■ PARTS OF THE EXERCISE ■
**1.** According to the text on paid family caregivers, what must the parties reach before any compensation for caregiving is paid?
**2.** Write what comes next in the text on paid family caregivers, picking up after its final sentence.

■ TEXT EXCERPT ■
● ● ● ● ● ● ●

Can a Family Caregiver be Paid? Yes. But the parties must reach a formal written agreement first, before compensation is paid for caregiving. An agreement should cover areas such as personal care, financial management, and health care advocacy.
Why use a caregiver agreement? First, especially when dealing with families, a formal agreement helps the parties understand their responsibilities to one another. The expectations are clear. Second, compensating a caregiver reduces resentment and burnout for the caregiver. Third, it can help an elder feel independent and less of a burden on loved ones. Fourth, its a great device for assisting with Medicaid spend down and obtaining Veterans Aid and Attendance benefits.
Have an attorney draw up a caregiver agreement for you that covers those and other areas: the caregiver’s responsibilities, the elder’s responsibilities, the compensation to be paid, the employment relationship, responsibility for taxes; termination provisions, and advocacy in other settings, such as Assisted Living or a nursing home, and liability for injuries. Caregiver agreements can also be helpful in shared living situations by establishing a formal approach to budgeting for the household.

● ● ● ● ● ● ●

[Dataset entries]
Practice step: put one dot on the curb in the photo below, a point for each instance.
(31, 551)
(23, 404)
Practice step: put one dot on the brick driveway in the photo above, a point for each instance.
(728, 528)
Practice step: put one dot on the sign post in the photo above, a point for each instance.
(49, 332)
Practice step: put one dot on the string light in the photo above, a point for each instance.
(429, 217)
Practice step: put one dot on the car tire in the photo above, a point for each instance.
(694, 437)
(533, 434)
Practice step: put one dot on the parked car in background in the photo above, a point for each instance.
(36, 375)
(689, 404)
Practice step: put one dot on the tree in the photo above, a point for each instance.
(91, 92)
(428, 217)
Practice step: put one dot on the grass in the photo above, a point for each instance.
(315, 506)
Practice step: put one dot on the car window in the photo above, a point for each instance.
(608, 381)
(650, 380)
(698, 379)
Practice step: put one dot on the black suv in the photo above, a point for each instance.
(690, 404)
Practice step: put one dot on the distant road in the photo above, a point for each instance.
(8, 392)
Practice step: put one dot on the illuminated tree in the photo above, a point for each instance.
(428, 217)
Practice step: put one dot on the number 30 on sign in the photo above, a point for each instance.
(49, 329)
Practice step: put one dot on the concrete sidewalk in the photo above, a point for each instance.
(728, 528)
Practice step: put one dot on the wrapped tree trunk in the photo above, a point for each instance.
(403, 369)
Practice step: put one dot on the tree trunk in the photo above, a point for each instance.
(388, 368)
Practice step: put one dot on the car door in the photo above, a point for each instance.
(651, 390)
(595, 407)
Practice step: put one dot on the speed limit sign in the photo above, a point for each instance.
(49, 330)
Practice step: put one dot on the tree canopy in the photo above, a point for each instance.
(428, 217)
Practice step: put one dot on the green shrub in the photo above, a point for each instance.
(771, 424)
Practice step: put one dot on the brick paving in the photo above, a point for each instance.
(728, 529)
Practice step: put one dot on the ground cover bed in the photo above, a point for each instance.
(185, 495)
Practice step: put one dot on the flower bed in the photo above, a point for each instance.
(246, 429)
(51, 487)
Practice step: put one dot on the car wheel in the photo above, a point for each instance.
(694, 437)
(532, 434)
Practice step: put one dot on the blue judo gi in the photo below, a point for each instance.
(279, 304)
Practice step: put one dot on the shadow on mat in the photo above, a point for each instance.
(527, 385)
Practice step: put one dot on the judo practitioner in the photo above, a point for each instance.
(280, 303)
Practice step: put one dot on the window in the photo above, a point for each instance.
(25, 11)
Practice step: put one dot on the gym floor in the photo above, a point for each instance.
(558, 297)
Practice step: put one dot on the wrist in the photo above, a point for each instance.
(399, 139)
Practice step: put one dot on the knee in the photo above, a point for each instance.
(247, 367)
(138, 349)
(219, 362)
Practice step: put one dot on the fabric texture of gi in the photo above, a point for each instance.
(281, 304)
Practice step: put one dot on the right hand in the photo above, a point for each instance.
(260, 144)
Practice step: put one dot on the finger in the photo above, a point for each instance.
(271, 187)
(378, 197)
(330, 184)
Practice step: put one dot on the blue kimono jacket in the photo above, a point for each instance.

● ● ● ● ● ● ●

■ SOLVED PROBLEMS ■
**1.** A formal written agreement.

**2.**
In Tennessee, our law sees caregiving by a family member as gratuitous in the absence of a written agreement. And, when a party applies for TennCare/Mediciad to provide benefits for long term care under traditional program or CHOICES, payments to a family member during the five years before application may be categorized as a gift for which a penalty may be applied. The penalty would be a time period during which the applicant is denied benefits. The length of the penalty depends on the amount of money transferred to the family member. An elder may avoid a penalty by using a properly drafted caregiver agreement, showing invoices for services rendered, and producing a calendar or journal to document care provided.
A caregiver agreement can also be helpful for a veteran or surviving spouse whose unreimbursed medical expenses (UMEs) do not exceed income. Paying a caregiver for care under an agreement that meets VA’s requirements, can increase UMEs to access benefits.
Of course, in any employment relationship, income and employment taxes must be considered and paid. Be sure to obtain tax advice. If an elder pays more than $1700 to a household employee in 2011, the elder must withhold for social security and Medicare taxes. If the elder pays more than $1000 to a household employee, the elder will need to pay federal and perhaps state unemployment tax. Failure to withhold or pay these taxes may result in the elder being responsible for the employer and employee’s tax due. But do not be discouraged about these details. An accountant can set up a payroll and withholding procedure for you at a reasonable fee.